Extracted information »

※ ※ ※

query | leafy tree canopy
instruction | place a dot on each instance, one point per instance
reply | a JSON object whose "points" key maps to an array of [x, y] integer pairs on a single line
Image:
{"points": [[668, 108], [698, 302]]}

※ ※ ※

Set task »
Arrange every line of the records above as a JSON list of strings, with one string per line and blank lines omitted.

Result of the task »
[
  "query | leafy tree canopy",
  "instruction | place a dot on each instance, one point per instance",
  "reply | a JSON object whose \"points\" key maps to an array of [x, y] integer pairs on a single line",
  "Image:",
  "{\"points\": [[668, 108], [698, 302]]}"
]